## Aufgabe
Kopiere den Artikel über die Haushaltslage der Stadt Hameln vollständig und ohne jede Änderung.
━━━━━ Artikel ━━━━━
Dennoch haben wir in den finanziell „guten Zeiten“ unserer Stadt einen Standard an Infrastruktur aufgebaut, den wir in den finanziell immer angespannter werdenden Zeiten auf Dauer in dieser Form nicht aufrechterhalten können. Dieses hat in sehr drastischer Form der Bürgermeister der Stadt Hameln, Herr Herbert Rode, in der Dewezet am 19.05.2010 dargelegt, wonach er auch bereit ist, unpopuläre Wege zu gehen, beispielsweise wenn es um Kultur oder Badeeinrichtungen geht. An dieser Stelle ist dann aber auch einzuflechten, dass derartige in Aussicht gestellte und angekündigte Konsequenzen der SPD dann aber bei der diesmaligen Haushaltsberatung überhaupt nicht gezogen wurden.
━━━━━ Aufgeführtes Material ━━━━━
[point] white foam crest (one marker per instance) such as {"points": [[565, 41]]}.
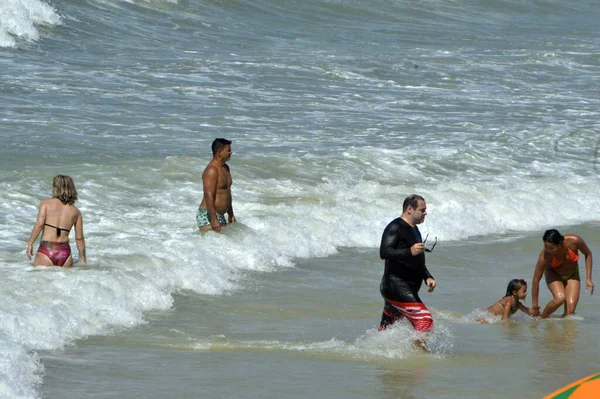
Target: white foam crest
{"points": [[20, 19], [20, 371], [395, 343]]}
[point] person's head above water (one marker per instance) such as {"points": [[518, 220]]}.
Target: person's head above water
{"points": [[218, 144], [552, 236], [63, 188], [515, 286], [414, 209]]}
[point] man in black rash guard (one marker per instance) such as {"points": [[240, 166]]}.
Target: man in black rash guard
{"points": [[404, 254]]}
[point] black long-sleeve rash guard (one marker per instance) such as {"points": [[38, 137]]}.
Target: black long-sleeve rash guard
{"points": [[398, 237]]}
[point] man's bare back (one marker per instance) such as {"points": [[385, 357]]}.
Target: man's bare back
{"points": [[222, 175], [216, 182]]}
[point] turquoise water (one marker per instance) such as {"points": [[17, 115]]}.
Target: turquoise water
{"points": [[337, 111]]}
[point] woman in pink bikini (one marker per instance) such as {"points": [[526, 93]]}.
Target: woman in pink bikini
{"points": [[59, 214], [558, 261]]}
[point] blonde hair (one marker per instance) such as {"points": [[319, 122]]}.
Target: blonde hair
{"points": [[63, 188]]}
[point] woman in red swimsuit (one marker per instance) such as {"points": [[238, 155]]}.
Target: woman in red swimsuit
{"points": [[59, 214], [558, 262]]}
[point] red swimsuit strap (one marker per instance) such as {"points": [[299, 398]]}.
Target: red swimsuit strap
{"points": [[572, 256]]}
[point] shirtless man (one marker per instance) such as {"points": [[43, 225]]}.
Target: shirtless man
{"points": [[216, 180], [558, 262]]}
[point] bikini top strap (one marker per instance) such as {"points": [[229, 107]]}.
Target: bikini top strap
{"points": [[58, 229]]}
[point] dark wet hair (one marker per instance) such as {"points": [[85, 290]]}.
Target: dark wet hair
{"points": [[552, 236], [412, 200], [515, 285], [219, 144]]}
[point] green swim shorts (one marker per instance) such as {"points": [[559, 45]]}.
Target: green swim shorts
{"points": [[203, 218]]}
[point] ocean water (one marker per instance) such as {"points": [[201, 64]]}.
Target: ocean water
{"points": [[337, 111]]}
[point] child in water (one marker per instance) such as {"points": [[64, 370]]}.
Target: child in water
{"points": [[507, 306]]}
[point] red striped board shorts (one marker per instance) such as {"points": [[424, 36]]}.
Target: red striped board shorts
{"points": [[415, 312]]}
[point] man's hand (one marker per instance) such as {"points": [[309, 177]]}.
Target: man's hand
{"points": [[417, 249]]}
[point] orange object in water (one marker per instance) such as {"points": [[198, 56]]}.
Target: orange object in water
{"points": [[585, 388]]}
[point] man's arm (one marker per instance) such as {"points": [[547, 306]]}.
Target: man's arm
{"points": [[209, 182]]}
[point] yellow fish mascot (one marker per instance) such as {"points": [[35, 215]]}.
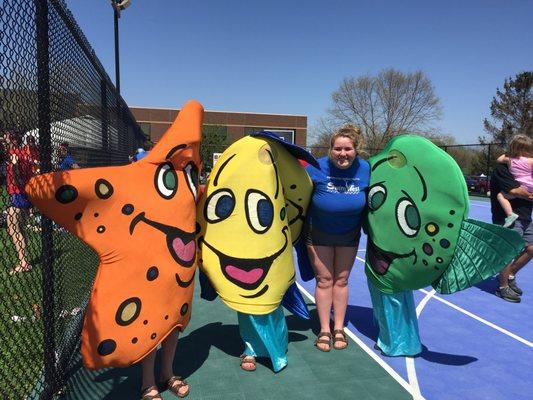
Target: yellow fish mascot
{"points": [[251, 213]]}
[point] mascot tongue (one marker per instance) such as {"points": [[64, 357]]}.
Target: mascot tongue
{"points": [[240, 275]]}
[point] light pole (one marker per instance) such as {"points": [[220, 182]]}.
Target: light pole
{"points": [[118, 5]]}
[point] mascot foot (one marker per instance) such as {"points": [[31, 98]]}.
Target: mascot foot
{"points": [[178, 386], [247, 362]]}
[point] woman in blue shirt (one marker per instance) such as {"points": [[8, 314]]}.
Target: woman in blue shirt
{"points": [[334, 228]]}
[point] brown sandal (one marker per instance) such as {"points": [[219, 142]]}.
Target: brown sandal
{"points": [[175, 383], [247, 360], [146, 396], [339, 339], [323, 341]]}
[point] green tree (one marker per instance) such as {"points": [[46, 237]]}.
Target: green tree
{"points": [[511, 109], [384, 105]]}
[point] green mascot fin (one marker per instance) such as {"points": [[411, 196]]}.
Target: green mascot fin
{"points": [[482, 250]]}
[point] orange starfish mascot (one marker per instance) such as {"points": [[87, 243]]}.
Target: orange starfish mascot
{"points": [[140, 220]]}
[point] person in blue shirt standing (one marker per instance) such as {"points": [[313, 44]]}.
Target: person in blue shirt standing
{"points": [[333, 229]]}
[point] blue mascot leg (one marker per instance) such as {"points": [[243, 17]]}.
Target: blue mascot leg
{"points": [[265, 336], [398, 325]]}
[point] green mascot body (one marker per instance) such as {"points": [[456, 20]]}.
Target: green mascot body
{"points": [[419, 235]]}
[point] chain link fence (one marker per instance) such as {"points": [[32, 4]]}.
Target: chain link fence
{"points": [[58, 110]]}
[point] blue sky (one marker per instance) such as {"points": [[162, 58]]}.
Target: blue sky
{"points": [[288, 56]]}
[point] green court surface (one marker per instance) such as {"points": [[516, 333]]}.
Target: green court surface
{"points": [[208, 353]]}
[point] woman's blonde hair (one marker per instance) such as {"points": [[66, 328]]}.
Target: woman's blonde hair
{"points": [[351, 132], [520, 146]]}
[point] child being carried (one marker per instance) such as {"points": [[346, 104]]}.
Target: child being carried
{"points": [[521, 167]]}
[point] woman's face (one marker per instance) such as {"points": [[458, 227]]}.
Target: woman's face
━━━━━
## Ergebnis
Dennoch haben wir in den finanziell „guten Zeiten“ unserer Stadt einen Standard an Infrastruktur aufgebaut, den wir in den finanziell immer angespannter werdenden Zeiten auf Dauer in dieser Form nicht aufrechterhalten können. Dieses hat in sehr drastischer Form der Bürgermeister der Stadt Hameln, Herr Herbert Rode, in der Dewezet am 19.05.2010 dargelegt, wonach er auch bereit ist, unpopuläre Wege zu gehen, beispielsweise wenn es um Kultur oder Badeeinrichtungen geht. An dieser Stelle ist dann aber auch einzuflechten, dass derartige in Aussicht gestellte und angekündigte Konsequenzen der SPD dann aber bei der diesmaligen Haushaltsberatung überhaupt nicht gezogen wurden.